Supplied text:
━━━━━━━━━━━━━━━━

Rome, “The Eternal City,” has such an ancient history, even the city’s plants have an exalted place. A 17th century folio documents rare and exotic plants in the Farnese Gardens. The close ties between the Farnese family and the Jesuits enabled the family to obtain exotic plant species from faraway places brought back to Rome by Jesuit priests. The folio includes the Spanish dagger, the passion flower and the cassia tree, among other exotic plants.
Yucca gloriosa, commonly called Spanish dagger, palm lily and mound-lily yucca, is an evergreen, single or multi-trunked shrub plant that usually grows to about 10 feet high with a spread of about 8 feet. The bright green leaves are between 2 and 3 feet long, ending in points, from a basal rosette. A terminal spike as much as 6 to 8 feet long rises from the middle of the plant, which blooms in the late summer, exhibiting purple-tinged, white, bell-shaped and fragrant flowers. The Spanish dagger does well in full sun though it tolerates partial shade, but what is most important is regular watering and well-drained soil. The Spanish dagger is a member of the Agavaceae family.
The passion flower or passiflora (Flos passionis) arrived in Rome during the 17th century, thanks to the efforts of Spanish priests in South America where it originates. In Spanish, this beautiful flower was called “La Flor de las Cinco Llagas” which means “The Flower With the Five Wounds.” In 1609, a churchman in Rome named Giacomo Bosio interpreted the drawings and dried plants he received for study. “Passionis” defines the suffering of Jesus Christ on the cross, and different parts of the passion flower symbolize various elements of the Crucifixion. For example, the five petals and five sepals represent the 10 disciples other than Peter and Judas, while the corona filaments stand for the crown of thorns. There are several hundred species of passion flower worldwide, although when Linnaeus officially classified the Passiflora in 1745, there were just 22 known species. P. incarnata is the species favored for medicinal uses, according to the Passiflora Online website.
The cassia or golden shower tree (Cassia fistula) is an evergreen tree with clusters of bright yellow, 3-inch blooms. The tree grows to heights of between 30 and 40 feet. The yellow flowers of this showy ornamental are the national flower of Thailand. The golden shower tree does best in full sun and well-drained soil. It is drought- and salt-tolerant but it cannot survive frost. The golden shower tree is a member of the Caesalpiniaceae family.

━━━━━━━━━━━━━━━━

Given information:
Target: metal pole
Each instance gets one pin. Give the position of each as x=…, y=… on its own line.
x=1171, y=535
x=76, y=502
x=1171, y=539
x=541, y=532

━━━━━━━━━━━━━━━━

Problem to solve: Reproduce word for word the part of the text about plants of the Farnese Gardens above, from "The cassia or" up to and including "the Caesalpiniaceae family.".

Solution for this exercise:
The cassia or golden shower tree (Cassia fistula) is an evergreen tree with clusters of bright yellow, 3-inch blooms. The tree grows to heights of between 30 and 40 feet. The yellow flowers of this showy ornamental are the national flower of Thailand. The golden shower tree does best in full sun and well-drained soil. It is drought- and salt-tolerant but it cannot survive frost. The golden shower tree is a member of the Caesalpiniaceae family.